_TEXTE FOURNI_
►
22 janvier, 2017

Hommage

J'avais décidé de ne plus me miner le moral et de ne plus faire de rubriques nécrologiques dans ce blog, mais l'année passée a été trop lourde pour ne pas consacrer quelques lignes d'hommage à ceux qui m'ont quitté, ça me fait du bien, peut-être que ça peut aussi aider ceux qui se battent contre la connerie et les autres maladies mortelles.

En vrac, je citerai donc David Bowie, Gégé (Gérard Anthony), les spectateurs du feu d'artifice de Nice, ma frangine, Prince, Cheval (Alain Chevallier), Marcel Gotlib, Claude Lambert et puis je vais m'arrêter là, ça devient morose...

Vous avez tous eu de l'importance dans ma vie, je pense à vous, et dans ce blog je vais continuer à parler de moto, parce que c'était la passion de quelques-uns d'entre vous, et de balades et de voyages en espérant que ce ne seront pas les derniers pour ceux qui restent.

21 janvier, 2017


Mes motos (3)  - BMWR90S

( si vous avez loupé le début, allez lire l'épisode 1 et l'épisode 2 )
◄
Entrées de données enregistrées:
►
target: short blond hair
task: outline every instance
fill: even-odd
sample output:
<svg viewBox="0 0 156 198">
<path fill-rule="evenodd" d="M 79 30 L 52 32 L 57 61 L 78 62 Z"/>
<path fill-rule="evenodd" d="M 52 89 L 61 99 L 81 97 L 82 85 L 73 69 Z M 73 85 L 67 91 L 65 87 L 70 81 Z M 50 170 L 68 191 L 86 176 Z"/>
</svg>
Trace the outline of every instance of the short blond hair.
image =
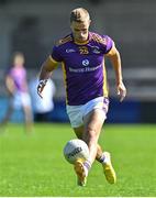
◄
_CONSIGNE DE TRAVAIL A_
D'après le texte fourni, de quels sujets l'auteur entend-il continuer à parler dans son blog ?
_CONSIGNE DE TRAVAIL B_
Mettez à jour le passage du texte fourni commençant par « 22 janvier, 2017 » et se terminant par « ceux qui restent. », en y remplaçant « voyages » par « randonnées ».
_CONSIGNE DE TRAVAIL C_
Rédigez la suite du texte fourni, consacré ici à la moto BMW R90S, à partir de l'endroit où il s'interrompt.
Les lignes enregistrées n'ont aucun rôle ici.

_RÉSULTAT A_
De moto, de balades et de voyages.

_RÉSULTAT B_
22 janvier, 2017

Hommage

J'avais décidé de ne plus me miner le moral et de ne plus faire de rubriques nécrologiques dans ce blog, mais l'année passée a été trop lourde pour ne pas consacrer quelques lignes d'hommage à ceux qui m'ont quitté, ça me fait du bien, peut-être que ça peut aussi aider ceux qui se battent contre la connerie et les autres maladies mortelles.

En vrac, je citerai donc David Bowie, Gégé (Gérard Anthony), les spectateurs du feu d'artifice de Nice, ma frangine, Prince, Cheval (Alain Chevallier), Marcel Gotlib, Claude Lambert et puis je vais m'arrêter là, ça devient morose...

Vous avez tous eu de l'importance dans ma vie, je pense à vous, et dans ce blog je vais continuer à parler de moto, parce que c'était la passion de quelques-uns d'entre vous, et de balades et de randonnées en espérant que ce ne seront pas les derniers pour ceux qui restent.

_RÉSULTAT C_
Quand j'étais petit (ou plutôt "plus jeune", car je disposais déjà d'un gabarit considérable), je découpais les photos de motos dans tous les journaux qui me tombaient sous la main, ce qui était facile car le deux-roues à moteur était passé du statut de monstre pétaradant semant la terreur dans toute la région au phénomène de mode grandissant et donc médiatisé, et Marlon Brando roulant à tombeau ouvert sur sa T6 accompagné de son équipée sauvage avait été remplacé dans l'esprit du français moyen par Brigitte Bardot, cheveux au vent sur une AT125 avec sa bande de copains sur les routes de Saint-Tropez.

A l'époque mes parents lisaient chaque jour un quotidien (ben oui) dont le nom évoquait l'habitant de la capitale d'un pays européen de langue française, même que ces années-là un qualificatif lui était adjoint, évoquant ce qui lui était arrivé le 25 Août 1944. Le journal existe toujours, sans le qualificatif et, de populaire, est devenu populiste...

L'un des rédacteurs devait être féru de motocyclisme, car il ne se passait pas une semaine sans que j'exerce mes talents de découpage, récupérant avec passion des photos dont la résolution typographique de 40X40 pixels me permettait quand même de rêver, comme quoi l'imagination peut suppléer à tout.

C'est ainsi qu'un beau jour de 1973, l'organe de presse pré-cité a affiché sur une demi-page une photo qui m'a mis sur le c.. et qui m'a fait dire "Quand je serai grand, j'en aurai une"

Le journal annonçait la présentation au salon de Paris de la BMW R90S.

(J'ai conservé la photo de l'époque, voir en tête de cet article !)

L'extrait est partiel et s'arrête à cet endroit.